**Set exercise**
How many lines in the entries below contain the string "step", counting only matches with the same capitalization? Reply with the number alone.

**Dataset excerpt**
* Begin *

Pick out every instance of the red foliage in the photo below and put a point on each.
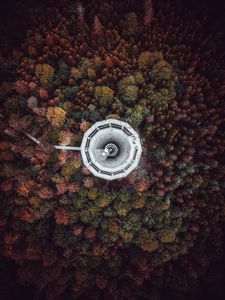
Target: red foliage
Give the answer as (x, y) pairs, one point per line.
(61, 216)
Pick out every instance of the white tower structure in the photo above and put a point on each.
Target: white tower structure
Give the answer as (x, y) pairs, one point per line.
(111, 149)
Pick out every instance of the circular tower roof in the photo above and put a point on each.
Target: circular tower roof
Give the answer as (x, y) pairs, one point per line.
(111, 149)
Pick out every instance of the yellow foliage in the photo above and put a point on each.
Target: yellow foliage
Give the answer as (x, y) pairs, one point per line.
(56, 116)
(45, 73)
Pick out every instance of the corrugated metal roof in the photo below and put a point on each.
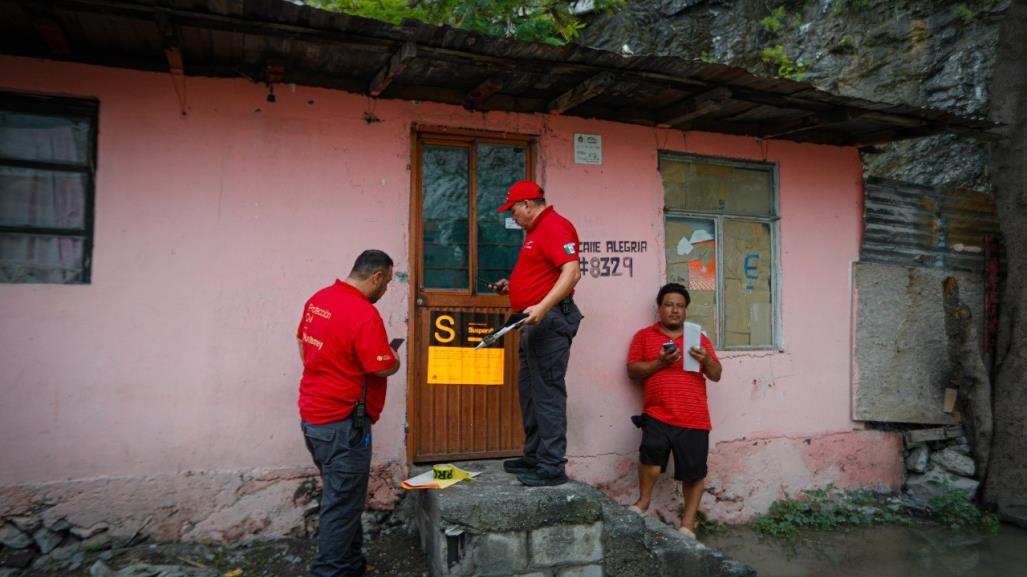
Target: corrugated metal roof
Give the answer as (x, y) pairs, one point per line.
(912, 225)
(273, 39)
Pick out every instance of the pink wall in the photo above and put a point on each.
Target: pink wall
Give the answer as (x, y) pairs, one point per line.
(212, 230)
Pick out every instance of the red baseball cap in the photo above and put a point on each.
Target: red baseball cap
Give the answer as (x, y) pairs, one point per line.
(521, 190)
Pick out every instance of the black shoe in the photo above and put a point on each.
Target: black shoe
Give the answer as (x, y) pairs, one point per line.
(518, 466)
(541, 478)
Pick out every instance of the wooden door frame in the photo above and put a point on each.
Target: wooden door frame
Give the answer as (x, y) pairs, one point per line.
(440, 135)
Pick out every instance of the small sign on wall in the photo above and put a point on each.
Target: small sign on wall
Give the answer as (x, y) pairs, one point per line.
(587, 149)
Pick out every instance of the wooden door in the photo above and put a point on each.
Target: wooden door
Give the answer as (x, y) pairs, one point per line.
(462, 404)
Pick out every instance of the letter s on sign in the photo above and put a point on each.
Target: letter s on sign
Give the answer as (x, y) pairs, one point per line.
(445, 332)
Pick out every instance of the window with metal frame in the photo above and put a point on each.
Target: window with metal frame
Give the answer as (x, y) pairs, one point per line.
(47, 175)
(720, 223)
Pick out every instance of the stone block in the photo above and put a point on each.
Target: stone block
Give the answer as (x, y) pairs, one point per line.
(916, 461)
(18, 559)
(915, 437)
(67, 549)
(499, 553)
(98, 542)
(100, 569)
(85, 533)
(582, 571)
(13, 537)
(901, 351)
(1016, 514)
(936, 482)
(46, 540)
(954, 462)
(623, 543)
(561, 544)
(495, 502)
(27, 524)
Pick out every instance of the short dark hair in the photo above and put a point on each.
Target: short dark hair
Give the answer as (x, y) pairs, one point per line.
(673, 287)
(370, 262)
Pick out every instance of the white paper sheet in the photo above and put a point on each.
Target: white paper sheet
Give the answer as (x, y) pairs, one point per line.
(691, 339)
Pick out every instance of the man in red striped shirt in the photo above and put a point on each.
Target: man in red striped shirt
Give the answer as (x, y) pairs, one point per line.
(676, 417)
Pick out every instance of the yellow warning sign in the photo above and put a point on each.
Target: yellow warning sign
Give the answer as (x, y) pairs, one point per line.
(452, 359)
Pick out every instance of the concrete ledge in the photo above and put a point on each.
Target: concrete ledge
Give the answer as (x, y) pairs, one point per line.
(494, 526)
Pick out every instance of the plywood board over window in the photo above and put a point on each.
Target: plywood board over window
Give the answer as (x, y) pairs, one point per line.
(721, 230)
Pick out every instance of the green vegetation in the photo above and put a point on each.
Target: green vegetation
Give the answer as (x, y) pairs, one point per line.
(782, 64)
(775, 21)
(830, 508)
(965, 13)
(708, 527)
(850, 6)
(844, 46)
(953, 510)
(826, 509)
(552, 22)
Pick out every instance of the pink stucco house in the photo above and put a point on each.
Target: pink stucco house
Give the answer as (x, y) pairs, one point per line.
(162, 222)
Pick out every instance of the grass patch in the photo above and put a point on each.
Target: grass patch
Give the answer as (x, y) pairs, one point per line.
(826, 509)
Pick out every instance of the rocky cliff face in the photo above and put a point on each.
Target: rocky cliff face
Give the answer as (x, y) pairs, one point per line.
(937, 53)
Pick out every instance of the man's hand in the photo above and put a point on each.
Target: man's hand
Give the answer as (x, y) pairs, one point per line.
(708, 366)
(535, 313)
(669, 357)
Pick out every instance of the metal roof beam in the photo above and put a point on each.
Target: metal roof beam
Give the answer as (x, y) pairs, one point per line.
(393, 69)
(582, 92)
(693, 107)
(479, 94)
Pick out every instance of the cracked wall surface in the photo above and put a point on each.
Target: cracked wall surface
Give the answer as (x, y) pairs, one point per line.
(165, 390)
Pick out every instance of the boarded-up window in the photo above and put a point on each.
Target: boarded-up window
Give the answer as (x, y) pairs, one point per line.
(720, 244)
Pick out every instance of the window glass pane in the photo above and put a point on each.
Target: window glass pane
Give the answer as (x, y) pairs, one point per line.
(42, 198)
(498, 167)
(446, 207)
(747, 265)
(694, 186)
(30, 258)
(35, 137)
(691, 260)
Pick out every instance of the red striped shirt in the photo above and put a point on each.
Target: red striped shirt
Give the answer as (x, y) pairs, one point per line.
(672, 394)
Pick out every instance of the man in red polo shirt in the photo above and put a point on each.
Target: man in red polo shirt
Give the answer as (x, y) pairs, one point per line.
(541, 286)
(676, 417)
(346, 358)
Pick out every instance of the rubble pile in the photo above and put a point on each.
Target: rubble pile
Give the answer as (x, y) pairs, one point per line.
(938, 461)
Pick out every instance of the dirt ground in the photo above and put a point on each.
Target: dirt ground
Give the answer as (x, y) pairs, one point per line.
(392, 552)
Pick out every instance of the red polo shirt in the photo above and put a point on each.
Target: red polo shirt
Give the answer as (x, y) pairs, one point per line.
(672, 394)
(550, 242)
(343, 343)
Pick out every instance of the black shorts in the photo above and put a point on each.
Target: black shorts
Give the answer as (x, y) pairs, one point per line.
(690, 448)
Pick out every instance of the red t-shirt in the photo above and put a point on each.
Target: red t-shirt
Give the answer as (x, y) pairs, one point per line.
(343, 342)
(672, 394)
(550, 243)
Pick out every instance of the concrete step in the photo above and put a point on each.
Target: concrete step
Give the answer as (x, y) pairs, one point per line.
(493, 526)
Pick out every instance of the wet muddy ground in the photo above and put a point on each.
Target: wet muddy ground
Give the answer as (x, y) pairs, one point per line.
(923, 550)
(393, 554)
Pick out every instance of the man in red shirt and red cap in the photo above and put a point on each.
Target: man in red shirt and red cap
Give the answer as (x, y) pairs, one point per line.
(541, 286)
(346, 358)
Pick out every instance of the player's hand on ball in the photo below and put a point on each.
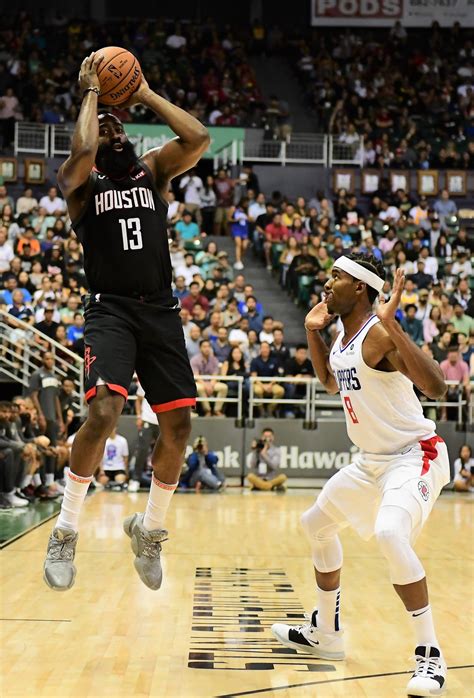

* End *

**Answer to this task**
2